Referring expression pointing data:
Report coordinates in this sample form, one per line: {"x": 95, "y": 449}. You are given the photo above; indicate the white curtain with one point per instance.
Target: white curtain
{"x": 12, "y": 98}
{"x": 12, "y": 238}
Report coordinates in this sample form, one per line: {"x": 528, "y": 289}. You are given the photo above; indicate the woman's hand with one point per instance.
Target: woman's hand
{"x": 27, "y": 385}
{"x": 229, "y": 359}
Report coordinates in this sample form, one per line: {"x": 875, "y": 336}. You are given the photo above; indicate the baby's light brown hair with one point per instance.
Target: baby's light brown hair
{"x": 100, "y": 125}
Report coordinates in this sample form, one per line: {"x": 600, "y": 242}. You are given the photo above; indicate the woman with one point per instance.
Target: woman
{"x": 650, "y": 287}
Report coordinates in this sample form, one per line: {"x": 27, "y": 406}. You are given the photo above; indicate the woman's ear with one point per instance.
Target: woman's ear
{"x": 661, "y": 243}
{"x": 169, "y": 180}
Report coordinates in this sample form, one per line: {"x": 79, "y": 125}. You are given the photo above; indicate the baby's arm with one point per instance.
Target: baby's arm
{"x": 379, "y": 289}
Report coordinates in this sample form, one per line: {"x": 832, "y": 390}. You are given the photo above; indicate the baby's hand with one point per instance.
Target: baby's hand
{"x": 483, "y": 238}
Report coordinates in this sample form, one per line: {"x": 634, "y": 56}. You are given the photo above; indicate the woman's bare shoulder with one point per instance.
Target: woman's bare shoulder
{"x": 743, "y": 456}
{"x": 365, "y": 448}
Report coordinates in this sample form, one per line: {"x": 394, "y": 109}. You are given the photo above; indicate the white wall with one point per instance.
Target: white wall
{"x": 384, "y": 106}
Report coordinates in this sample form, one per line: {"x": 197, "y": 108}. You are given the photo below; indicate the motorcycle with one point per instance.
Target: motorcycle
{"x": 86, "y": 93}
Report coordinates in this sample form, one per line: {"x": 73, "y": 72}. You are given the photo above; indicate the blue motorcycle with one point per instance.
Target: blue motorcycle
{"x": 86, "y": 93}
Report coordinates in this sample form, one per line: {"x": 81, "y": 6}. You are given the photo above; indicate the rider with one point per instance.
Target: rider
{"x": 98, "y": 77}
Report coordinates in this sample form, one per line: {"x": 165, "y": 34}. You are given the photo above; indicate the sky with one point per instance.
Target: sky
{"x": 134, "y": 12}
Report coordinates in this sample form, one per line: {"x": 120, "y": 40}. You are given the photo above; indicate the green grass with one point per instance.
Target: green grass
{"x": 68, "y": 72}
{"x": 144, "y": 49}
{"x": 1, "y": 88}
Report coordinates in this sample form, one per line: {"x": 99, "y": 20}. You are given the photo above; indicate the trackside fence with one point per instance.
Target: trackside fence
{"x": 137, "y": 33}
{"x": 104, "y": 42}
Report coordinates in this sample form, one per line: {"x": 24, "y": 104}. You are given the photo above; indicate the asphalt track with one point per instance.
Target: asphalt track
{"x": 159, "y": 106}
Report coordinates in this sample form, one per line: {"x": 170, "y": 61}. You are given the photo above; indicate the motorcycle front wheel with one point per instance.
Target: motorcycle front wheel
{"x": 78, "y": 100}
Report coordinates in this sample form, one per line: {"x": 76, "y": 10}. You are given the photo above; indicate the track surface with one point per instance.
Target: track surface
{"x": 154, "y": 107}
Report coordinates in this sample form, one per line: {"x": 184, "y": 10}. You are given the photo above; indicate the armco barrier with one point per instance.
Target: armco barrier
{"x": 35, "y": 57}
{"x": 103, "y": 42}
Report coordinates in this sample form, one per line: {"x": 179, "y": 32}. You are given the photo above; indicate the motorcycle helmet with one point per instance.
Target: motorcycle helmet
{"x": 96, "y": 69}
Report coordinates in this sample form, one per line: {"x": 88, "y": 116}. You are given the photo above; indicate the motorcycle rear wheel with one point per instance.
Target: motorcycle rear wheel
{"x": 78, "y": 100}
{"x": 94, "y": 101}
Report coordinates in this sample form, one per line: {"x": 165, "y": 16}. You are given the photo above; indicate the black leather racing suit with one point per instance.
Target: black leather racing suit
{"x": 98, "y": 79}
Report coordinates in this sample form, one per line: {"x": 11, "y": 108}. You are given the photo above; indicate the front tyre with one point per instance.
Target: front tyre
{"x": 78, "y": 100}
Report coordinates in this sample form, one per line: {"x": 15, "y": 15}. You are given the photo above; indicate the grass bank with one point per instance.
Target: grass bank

# EXERCISE DETAILS
Scan the records above for the word "bank" and return every line where it occurs.

# EXERCISE RESULT
Report coordinates in this sample form, one per line: {"x": 15, "y": 15}. You are given the photo above; indicate the grass bank with one point per instance.
Target: grass bank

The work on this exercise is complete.